[Saved entries]
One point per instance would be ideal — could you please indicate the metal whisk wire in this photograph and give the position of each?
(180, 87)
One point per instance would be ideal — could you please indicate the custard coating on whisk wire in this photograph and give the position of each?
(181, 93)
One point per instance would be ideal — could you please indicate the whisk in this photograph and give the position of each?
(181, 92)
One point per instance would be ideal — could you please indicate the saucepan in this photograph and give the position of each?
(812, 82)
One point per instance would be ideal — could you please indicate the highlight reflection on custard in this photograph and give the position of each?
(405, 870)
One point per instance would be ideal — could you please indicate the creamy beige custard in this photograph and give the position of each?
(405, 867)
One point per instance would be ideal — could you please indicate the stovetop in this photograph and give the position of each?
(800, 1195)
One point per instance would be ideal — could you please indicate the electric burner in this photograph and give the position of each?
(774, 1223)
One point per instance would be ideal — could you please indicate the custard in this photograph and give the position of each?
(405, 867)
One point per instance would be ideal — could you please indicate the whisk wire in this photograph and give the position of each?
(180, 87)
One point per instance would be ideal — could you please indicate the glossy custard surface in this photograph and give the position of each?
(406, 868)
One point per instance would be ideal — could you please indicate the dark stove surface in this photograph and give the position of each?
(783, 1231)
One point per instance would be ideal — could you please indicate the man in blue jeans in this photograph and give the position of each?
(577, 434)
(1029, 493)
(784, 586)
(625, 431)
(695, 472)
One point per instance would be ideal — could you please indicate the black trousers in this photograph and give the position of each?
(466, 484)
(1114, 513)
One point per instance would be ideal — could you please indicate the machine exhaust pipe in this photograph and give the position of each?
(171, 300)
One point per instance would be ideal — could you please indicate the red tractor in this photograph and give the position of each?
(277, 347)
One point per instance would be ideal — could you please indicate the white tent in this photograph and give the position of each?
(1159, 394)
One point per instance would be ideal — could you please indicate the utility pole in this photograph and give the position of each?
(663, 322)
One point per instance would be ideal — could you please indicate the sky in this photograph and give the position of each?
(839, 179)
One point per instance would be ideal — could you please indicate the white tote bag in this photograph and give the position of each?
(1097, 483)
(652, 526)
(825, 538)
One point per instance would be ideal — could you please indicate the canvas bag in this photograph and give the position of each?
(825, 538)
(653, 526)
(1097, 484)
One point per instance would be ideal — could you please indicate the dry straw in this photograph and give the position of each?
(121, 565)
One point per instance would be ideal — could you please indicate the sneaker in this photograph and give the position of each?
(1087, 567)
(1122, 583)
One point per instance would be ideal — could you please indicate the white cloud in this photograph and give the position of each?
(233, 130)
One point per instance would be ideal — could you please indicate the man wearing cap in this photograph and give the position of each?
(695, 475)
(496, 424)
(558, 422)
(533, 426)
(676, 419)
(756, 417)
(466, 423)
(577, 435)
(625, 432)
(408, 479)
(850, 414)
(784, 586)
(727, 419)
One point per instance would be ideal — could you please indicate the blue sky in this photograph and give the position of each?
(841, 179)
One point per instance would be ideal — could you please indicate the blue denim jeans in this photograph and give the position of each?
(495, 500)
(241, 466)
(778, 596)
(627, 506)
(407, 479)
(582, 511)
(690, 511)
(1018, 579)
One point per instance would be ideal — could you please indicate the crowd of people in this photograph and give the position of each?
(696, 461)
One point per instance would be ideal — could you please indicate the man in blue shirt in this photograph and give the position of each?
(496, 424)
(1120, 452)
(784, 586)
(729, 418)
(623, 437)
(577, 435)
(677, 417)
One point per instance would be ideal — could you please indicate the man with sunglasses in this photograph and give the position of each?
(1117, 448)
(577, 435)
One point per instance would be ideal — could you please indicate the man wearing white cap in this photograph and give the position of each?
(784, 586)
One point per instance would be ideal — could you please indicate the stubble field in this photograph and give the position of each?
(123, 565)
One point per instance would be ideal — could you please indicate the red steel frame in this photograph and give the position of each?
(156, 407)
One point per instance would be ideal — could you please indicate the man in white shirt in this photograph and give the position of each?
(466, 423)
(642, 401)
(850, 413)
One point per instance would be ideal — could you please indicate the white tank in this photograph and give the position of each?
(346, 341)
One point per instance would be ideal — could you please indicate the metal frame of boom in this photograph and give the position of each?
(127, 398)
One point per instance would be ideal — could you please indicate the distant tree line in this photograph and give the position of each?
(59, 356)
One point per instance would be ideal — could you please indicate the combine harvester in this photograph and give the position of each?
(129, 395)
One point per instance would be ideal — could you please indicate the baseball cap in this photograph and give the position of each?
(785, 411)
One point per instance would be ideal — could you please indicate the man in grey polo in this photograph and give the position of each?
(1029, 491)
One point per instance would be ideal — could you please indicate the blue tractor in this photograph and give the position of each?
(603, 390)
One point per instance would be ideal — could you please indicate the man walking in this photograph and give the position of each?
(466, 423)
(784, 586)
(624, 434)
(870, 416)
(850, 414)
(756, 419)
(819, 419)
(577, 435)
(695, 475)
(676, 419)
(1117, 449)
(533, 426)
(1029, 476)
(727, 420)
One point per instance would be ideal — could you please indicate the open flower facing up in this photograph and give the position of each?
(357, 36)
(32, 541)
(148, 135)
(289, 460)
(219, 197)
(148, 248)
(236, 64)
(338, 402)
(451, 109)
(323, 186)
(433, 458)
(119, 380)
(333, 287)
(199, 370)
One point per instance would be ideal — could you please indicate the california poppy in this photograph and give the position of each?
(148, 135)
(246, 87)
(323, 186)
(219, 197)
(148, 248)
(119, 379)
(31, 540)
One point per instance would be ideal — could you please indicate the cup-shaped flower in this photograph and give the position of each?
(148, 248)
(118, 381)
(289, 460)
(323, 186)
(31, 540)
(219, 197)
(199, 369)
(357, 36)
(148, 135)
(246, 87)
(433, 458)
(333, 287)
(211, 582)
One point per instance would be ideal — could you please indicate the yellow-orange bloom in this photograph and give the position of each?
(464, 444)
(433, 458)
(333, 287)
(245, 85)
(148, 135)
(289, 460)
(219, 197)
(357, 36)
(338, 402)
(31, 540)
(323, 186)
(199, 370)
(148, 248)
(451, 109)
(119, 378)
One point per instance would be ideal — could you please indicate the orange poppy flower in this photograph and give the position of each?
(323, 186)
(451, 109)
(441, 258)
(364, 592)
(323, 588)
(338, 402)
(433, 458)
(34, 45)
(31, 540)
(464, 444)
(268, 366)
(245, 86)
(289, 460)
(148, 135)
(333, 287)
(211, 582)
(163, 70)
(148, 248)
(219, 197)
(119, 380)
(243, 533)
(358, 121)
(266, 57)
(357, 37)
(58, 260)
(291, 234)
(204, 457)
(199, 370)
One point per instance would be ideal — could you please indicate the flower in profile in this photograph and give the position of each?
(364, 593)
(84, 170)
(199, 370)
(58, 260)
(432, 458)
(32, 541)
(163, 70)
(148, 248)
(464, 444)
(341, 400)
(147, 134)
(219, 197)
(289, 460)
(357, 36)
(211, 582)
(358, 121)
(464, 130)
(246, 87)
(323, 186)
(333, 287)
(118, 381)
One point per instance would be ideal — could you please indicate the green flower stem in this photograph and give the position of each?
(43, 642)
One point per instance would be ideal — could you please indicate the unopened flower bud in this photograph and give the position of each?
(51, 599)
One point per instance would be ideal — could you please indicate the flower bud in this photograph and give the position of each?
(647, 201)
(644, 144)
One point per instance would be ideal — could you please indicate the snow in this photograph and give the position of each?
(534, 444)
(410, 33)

*DIRECTIONS:* All of the data above should be set down again exactly.

*THE COMPLETED TASK:*
One point per instance would be ideal — could you please indicate the metal whisk wire in this photograph and give the position of each?
(180, 87)
One point per instance would be ideal — could you please indicate the custard coating on whisk wire in this photograph and give the position of each?
(181, 93)
One point per instance would be ideal — could you please indicate the whisk in this photograph and give the position of each?
(181, 92)
One point per instance would be ideal — could you please indicate the saucepan in this photograph and give the position of each?
(812, 82)
One point per instance would be ideal — could you please indicate the highlight reflection on custard in this photograph and give the position of each?
(405, 870)
One point per instance would be ideal — could you please indicate the creamy beige custard in this photograph and give the position of each?
(405, 867)
One point per instance would be ideal — could you please indicate the stovetop in this photograph and give the position of each?
(800, 1195)
One point per instance would be ideal — could you please indicate the electric burner in this photograph and give the position of each?
(774, 1223)
One point per instance would be ideal — could you please indicate the custard in this photograph and give the position of each?
(405, 867)
One point per instance would be ideal — could you please indicate the whisk wire in this photograph and give the position of each?
(180, 87)
One point per instance would be ideal — could you please indicate the glossy custard surface in this photograph and give the position of each?
(406, 868)
One point per instance would be ideal — could you please indicate the dark stove surface in this photograph and give the position of each?
(783, 1231)
One point per instance would be ideal — could you please indicate the man in blue jeans in this photograph and give the position of each?
(577, 434)
(1029, 493)
(784, 586)
(625, 431)
(695, 472)
One point per instance would be ideal — could you please indicate the black trousers in this photograph and give the position of each?
(466, 484)
(1114, 513)
One point per instance would be ideal — could you please indicate the machine exhaust pipe in this photograph and give the position of each?
(171, 300)
One point per instance would be ideal — could you please indicate the red tractor in this photograph and give the position of each?
(277, 347)
One point per instance would be ideal — could you please indicate the white tent in this photograph and give the position of each?
(1159, 394)
One point per instance would be ideal — could you please indicate the utility pole in this photograph and give the position of each?
(663, 322)
One point per instance would be ideal — could you please indicate the sky in this photograph and give the position of each?
(839, 179)
One point per instance would be ideal — could you please indicate the white tote bag in this photograph and give the position of each?
(1097, 483)
(652, 526)
(825, 538)
One point per instance would be ideal — could you please indicate the canvas bag in this photograph and give the position of each?
(825, 538)
(653, 526)
(1097, 484)
One point per instance would be ideal — could you please indicate the dry straw in this photograph and give the position of each?
(121, 565)
One point per instance would be ideal — could you please indicate the sneaker in this photograph and give the position of each?
(1087, 567)
(1122, 583)
One point per instance would be ideal — could you please indicate the white cloud in this photograph and give the position of each?
(233, 130)
One point per instance would be ideal — could you please indicate the man wearing cap in this photograph and give the position of each?
(695, 475)
(496, 424)
(558, 422)
(533, 426)
(676, 419)
(756, 417)
(466, 423)
(577, 435)
(625, 432)
(408, 479)
(850, 414)
(784, 586)
(727, 419)
One point per instance would be ideal — could you please indicate the blue sky in this photograph and give the position of each?
(841, 179)
One point per instance would be ideal — could you please indicate the blue denim jeans in this photograph and give the position of each?
(495, 500)
(241, 466)
(778, 596)
(627, 506)
(407, 479)
(582, 511)
(690, 511)
(1018, 579)
One point per instance would be ideal — could you please indicate the crowd of people in this photograph and give the position of each?
(696, 461)
One point per instance would be ideal — could you please indicate the man in blue shirt in this photograph and give the position of each?
(496, 424)
(1120, 452)
(784, 586)
(729, 418)
(623, 437)
(577, 435)
(677, 417)
One point per instance would be ideal — could you please indicate the man with sunglasses in this photograph and give the position of each?
(1117, 448)
(577, 435)
One point per instance would be ideal — could you please indicate the man wearing white cap in this photograph and give the position of each?
(784, 586)
One point per instance would be ideal — could you please indicate the stubble field in this photograph and give the position of each?
(123, 565)
One point per instance would be ideal — could you please indicate the red steel frame in this photograph and give the position of each?
(156, 407)
One point per instance would be ideal — could you please indicate the man in white shirt in this photograph and give the position of each?
(466, 423)
(642, 401)
(850, 413)
One point per instance would be ideal — could you please indicate the white tank in this photograph and give the position of each?
(346, 341)
One point per instance would be ideal — could you please indicate the metal frame of boom in this photograph and give the position of each?
(127, 398)
One point per instance would be ideal — could you please indicate the distant tree line in this photograph and give the position of each?
(59, 356)
One point per instance would be ideal — could you please indicate the combine harvester in this photograph and give the position of each?
(129, 395)
One point per instance would be ideal — could you please indicate the baseball cap in this photograph and give the position of each?
(785, 411)
One point per instance would be ideal — could you please indicate the man in grey polo in this photograph and give the position of each?
(1029, 491)
One point per instance would be ideal — could you please indicate the blue tractor in this photograph and give the position of each?
(603, 390)
One point per instance would be ideal — could you please indicate the man walking in this photograph and give the position of each?
(466, 423)
(784, 586)
(624, 434)
(870, 416)
(850, 414)
(756, 419)
(819, 419)
(577, 435)
(695, 475)
(676, 419)
(1117, 449)
(533, 426)
(1029, 476)
(727, 420)
One point per instance would be ideal — could you please indicate the open flower facing up in this photograph and give the position of each?
(357, 36)
(32, 541)
(148, 135)
(289, 460)
(219, 197)
(148, 248)
(236, 64)
(338, 402)
(451, 109)
(323, 186)
(433, 458)
(119, 380)
(333, 287)
(199, 370)
One point per instance would be ideal — could you please indicate the california poppy in this photograph and give the position of each?
(148, 135)
(246, 87)
(323, 186)
(219, 197)
(148, 248)
(119, 379)
(31, 540)
One point per instance would be ideal — could you please indicate the cup-shaped flower in this photograph and give the position of each?
(148, 248)
(118, 381)
(289, 460)
(323, 186)
(31, 540)
(219, 197)
(199, 369)
(357, 36)
(148, 135)
(246, 87)
(433, 458)
(333, 287)
(211, 582)
One point per instance would be ideal — could you please indicate the yellow-orange bloom in this photograph and give the position of each?
(464, 444)
(433, 458)
(333, 287)
(245, 85)
(148, 135)
(289, 460)
(219, 197)
(357, 36)
(338, 402)
(31, 540)
(323, 186)
(199, 370)
(148, 248)
(451, 109)
(119, 378)
One point per instance would be ideal — could you please indicate the orange poppy flower in this photograph and give the position of each?
(323, 186)
(451, 109)
(441, 258)
(364, 592)
(323, 588)
(338, 402)
(433, 458)
(34, 45)
(31, 540)
(464, 444)
(268, 366)
(245, 86)
(289, 460)
(148, 135)
(333, 287)
(211, 582)
(163, 70)
(148, 248)
(219, 197)
(119, 380)
(243, 533)
(358, 121)
(266, 57)
(357, 37)
(58, 260)
(291, 234)
(204, 457)
(199, 370)
One point per instance would be ideal — could you please indicate the flower in profile in this photograph and give the position of each?
(364, 593)
(84, 170)
(199, 370)
(58, 260)
(432, 458)
(32, 541)
(163, 70)
(148, 248)
(464, 444)
(341, 400)
(147, 134)
(219, 197)
(289, 460)
(357, 36)
(211, 582)
(358, 121)
(464, 130)
(246, 87)
(323, 186)
(333, 287)
(118, 381)
One point per instance would be ideal — could you please indicate the green flower stem in this photograph and give the position of each?
(43, 642)
One point per instance would be ideal — could you please indicate the unopened flower bud in this photograph and give the position of each?
(51, 599)
One point per instance would be ideal — could you please indicate the flower bud in this photograph and give the position of each?
(647, 201)
(644, 144)
One point per instance would be ideal — could you please indicate the snow in this photograph and give the position of each?
(534, 444)
(410, 33)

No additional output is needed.